PROBLEM SET
a: According to the Red Pill review, what ultra-violent cop show does the main character become addicted to watching?
b: Retype the part of the Red Pill review from "In a word –" to "failing mental health.".

Monday, January 3, 2022

Red Pill

 

Red Pill by Hari Kunzru (2020 Scribner hardcover 288pp)

 


In a word – disappointing. Billed and often reviewed as some sort of searing indictment of the alt-right and their online rabbit-holes this book turns out to be really nothing of the sort. Sure alt-right dude bros and their pathetic philosophies feature but this is really a portrait of the main character’s failing mental health.

The plot follows an unnamed writer, living in New York city along with his wife and young daughter as he succeeds in gaining a place at an exclusive writer’s retreat in the Wannsee region on the outskirts of Berlin, Germany. He’s there ostensibly to spend three months writing a book on Lyric Poetry but in reality, he’s after a bit of a break. He soon becomes dismayed by the retreat’s management’s insistence that he actually do some work and use the communal facilities. He’d rather stick to his room and avoid the other guests. He goes for long walks in the local area, discovers the grave of Kleist, a troubled soul from the late 18th century who took his own life nearby and whose actions mirror that of our present-day ‘incels’. When he does meet with his fellow guests, things don’t go well and he soon retreats to his room where he’s become addicted to watching an ultra-violent cop show “Blue Lives”. He becomes paranoid and after his wi-fi is cut he starts living in his own mess and sleeping in the bathtub. He makes friends with a cleaner, Monika who then relates to him her story of being persecuted by the Stasi in the former East German when she refused to work as one of their informants. Possibly the best part of the entire book, Monika’s section ends with a suitable twist.

Stored data entries:
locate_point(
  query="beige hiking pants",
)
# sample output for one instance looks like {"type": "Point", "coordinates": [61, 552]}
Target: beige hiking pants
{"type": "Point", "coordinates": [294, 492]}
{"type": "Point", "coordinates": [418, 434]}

ANSWERS FOR THE TASKS
a: "Blue Lives"

b:
In a word – disappointing. Billed and often reviewed as some sort of searing indictment of the alt-right and their online rabbit-holes this book turns out to be really nothing of the sort. Sure alt-right dude bros and their pathetic philosophies feature but this is really a portrait of the main character’s failing mental health.